-- What this task involves --
Copy the lines below word for word, from the line that contains "the blue gem" through the final line, including both.

-- Task inputs --
* Start *
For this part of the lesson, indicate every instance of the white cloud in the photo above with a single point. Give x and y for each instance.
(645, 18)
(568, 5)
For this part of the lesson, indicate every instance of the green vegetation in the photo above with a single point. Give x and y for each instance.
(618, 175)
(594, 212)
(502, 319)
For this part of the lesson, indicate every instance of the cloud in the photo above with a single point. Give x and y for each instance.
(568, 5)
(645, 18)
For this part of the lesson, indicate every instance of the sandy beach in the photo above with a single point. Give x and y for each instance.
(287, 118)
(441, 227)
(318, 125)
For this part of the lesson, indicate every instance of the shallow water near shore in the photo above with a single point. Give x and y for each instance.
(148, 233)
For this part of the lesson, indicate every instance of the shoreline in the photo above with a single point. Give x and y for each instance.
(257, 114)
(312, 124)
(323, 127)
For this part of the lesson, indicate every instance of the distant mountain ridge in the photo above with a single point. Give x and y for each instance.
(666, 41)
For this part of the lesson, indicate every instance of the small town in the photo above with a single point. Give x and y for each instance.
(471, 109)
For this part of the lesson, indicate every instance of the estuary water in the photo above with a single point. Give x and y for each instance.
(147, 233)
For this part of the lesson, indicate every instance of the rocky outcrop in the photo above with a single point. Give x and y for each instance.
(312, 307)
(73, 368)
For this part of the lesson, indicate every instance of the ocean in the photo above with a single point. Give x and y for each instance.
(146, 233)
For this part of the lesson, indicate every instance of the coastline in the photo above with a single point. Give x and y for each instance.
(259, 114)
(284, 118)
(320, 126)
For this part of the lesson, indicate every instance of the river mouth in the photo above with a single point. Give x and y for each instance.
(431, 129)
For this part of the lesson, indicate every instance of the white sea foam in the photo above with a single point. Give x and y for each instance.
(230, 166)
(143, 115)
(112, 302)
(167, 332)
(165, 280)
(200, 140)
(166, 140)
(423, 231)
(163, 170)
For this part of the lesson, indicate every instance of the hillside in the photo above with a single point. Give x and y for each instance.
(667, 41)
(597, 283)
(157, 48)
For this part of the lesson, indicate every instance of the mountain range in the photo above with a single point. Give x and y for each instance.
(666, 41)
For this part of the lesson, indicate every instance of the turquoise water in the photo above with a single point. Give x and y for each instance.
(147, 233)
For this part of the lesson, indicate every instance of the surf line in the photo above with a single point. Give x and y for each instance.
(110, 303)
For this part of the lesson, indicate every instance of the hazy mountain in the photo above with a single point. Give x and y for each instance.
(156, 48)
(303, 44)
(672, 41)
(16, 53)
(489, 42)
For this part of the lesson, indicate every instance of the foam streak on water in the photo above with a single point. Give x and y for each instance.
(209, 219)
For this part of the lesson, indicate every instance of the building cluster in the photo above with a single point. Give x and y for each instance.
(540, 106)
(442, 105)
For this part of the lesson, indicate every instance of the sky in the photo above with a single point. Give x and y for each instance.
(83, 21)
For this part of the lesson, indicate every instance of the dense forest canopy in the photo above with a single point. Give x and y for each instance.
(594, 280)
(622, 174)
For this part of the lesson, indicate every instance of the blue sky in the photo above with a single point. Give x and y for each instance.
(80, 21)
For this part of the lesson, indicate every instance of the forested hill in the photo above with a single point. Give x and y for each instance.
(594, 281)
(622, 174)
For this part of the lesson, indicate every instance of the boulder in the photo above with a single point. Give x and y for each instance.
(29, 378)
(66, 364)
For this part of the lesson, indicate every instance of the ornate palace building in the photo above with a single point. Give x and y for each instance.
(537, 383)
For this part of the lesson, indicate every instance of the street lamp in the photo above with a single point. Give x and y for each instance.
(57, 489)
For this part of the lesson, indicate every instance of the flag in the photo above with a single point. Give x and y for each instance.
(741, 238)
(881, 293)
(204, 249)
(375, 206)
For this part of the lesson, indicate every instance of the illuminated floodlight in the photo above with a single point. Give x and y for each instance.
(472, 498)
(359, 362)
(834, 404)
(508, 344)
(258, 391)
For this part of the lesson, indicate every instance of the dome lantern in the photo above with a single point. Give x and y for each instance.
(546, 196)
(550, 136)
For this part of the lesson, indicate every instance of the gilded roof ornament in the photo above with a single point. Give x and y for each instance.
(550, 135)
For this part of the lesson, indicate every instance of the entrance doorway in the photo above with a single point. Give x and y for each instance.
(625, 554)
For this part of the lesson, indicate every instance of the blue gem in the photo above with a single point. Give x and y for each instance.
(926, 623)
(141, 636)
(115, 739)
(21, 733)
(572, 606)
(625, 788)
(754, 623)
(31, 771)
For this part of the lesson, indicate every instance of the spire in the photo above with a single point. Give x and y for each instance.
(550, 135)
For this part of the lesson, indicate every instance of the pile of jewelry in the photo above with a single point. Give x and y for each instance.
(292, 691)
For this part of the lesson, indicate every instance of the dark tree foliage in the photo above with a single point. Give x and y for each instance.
* End *
-- Reply to the exercise --
For this part of the lesson, indicate every instance of the blue gem in the photo above with a single point. Give x and y for each instance.
(926, 623)
(141, 636)
(115, 739)
(21, 733)
(572, 606)
(625, 788)
(754, 623)
(31, 771)
For this part of the lesson, indicate every instance of the spire in the photo above with a single point. Give x and y for each instance.
(550, 135)
For this part of the lesson, indicate every instance of the pile of jewelry in the photo above with a single point. Give x and y for each instance.
(292, 691)
For this part of the lesson, indicate every instance of the dark tree foliage in the photo above with a single point. Give x and y for each instance.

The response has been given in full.